_Written problem_: Reproduce only the lines that run from the line with "folder in the photo above." to the last line of the material, both ends included, exactly as they appear.

_Extracted data entries_:
-*-

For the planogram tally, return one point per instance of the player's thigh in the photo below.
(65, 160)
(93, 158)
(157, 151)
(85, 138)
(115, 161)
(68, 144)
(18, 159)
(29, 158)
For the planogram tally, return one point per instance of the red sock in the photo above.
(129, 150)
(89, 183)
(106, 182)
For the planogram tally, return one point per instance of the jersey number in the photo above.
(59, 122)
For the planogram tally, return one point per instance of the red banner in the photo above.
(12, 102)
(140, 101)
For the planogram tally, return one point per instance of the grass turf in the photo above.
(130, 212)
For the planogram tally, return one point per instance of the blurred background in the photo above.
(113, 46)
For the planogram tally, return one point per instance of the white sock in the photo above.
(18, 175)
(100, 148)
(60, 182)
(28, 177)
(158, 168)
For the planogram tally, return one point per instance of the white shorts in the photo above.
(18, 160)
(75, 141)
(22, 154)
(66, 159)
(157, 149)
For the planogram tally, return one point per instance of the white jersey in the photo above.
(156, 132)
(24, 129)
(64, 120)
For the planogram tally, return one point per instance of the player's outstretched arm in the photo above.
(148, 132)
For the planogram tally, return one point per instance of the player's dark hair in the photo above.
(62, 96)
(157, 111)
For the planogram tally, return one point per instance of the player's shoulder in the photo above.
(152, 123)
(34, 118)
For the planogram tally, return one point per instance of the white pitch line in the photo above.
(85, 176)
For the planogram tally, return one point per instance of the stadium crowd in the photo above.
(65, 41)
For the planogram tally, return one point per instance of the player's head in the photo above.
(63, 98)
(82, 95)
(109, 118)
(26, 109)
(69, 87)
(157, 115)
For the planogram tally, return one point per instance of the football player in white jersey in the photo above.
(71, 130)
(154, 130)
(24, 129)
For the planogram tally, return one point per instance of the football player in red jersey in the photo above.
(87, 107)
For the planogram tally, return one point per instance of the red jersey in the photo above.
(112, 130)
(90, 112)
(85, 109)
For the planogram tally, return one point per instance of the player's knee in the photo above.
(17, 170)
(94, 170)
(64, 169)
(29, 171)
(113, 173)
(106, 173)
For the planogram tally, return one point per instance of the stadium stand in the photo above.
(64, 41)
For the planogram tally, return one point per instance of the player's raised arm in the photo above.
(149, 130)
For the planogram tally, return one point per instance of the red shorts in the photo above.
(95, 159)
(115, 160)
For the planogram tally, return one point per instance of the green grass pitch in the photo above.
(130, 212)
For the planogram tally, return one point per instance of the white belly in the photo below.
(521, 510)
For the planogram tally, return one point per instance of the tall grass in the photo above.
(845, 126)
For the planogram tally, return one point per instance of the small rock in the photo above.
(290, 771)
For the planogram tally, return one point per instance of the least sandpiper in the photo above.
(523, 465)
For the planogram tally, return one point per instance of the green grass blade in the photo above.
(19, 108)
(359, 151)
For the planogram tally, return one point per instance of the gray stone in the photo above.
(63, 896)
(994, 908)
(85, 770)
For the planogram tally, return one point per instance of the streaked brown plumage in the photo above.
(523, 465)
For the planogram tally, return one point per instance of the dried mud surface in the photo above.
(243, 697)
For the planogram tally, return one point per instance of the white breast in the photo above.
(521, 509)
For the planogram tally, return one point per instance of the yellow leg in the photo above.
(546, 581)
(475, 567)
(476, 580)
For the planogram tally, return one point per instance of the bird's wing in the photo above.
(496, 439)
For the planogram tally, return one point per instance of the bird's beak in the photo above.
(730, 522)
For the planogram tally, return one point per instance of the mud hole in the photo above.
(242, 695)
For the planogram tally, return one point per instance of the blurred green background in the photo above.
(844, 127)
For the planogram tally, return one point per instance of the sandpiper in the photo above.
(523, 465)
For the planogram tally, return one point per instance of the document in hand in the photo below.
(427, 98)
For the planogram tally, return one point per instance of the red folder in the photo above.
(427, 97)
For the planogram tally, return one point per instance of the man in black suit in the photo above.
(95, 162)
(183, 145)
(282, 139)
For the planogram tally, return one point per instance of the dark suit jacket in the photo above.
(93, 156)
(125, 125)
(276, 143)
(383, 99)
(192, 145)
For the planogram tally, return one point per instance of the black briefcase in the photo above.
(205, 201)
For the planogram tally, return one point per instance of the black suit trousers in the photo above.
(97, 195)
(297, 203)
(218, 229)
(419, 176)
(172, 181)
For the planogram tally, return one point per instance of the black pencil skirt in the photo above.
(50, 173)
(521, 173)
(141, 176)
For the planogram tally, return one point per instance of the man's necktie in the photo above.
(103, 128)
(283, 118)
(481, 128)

-*-

_Exercise result_:
For the planogram tally, return one point per instance of the red folder in the photo above.
(427, 97)
For the planogram tally, return one point per instance of the man in black suit in the photo above.
(95, 162)
(183, 145)
(282, 139)
For the planogram tally, return one point per instance of the dark suit jacket in the photo above.
(93, 156)
(125, 125)
(276, 143)
(383, 99)
(192, 145)
For the planogram tally, return one point per instance of the black briefcase in the photo above.
(205, 201)
For the planogram tally, return one point per instance of the black suit trousers in the photo above.
(97, 195)
(297, 203)
(218, 229)
(419, 176)
(172, 181)
For the planogram tally, return one point per instance of the black pencil skirt in the photo above.
(50, 173)
(521, 173)
(141, 176)
For the planogram tally, return one point per instance of the man's necktie in the photo above.
(103, 128)
(283, 118)
(481, 128)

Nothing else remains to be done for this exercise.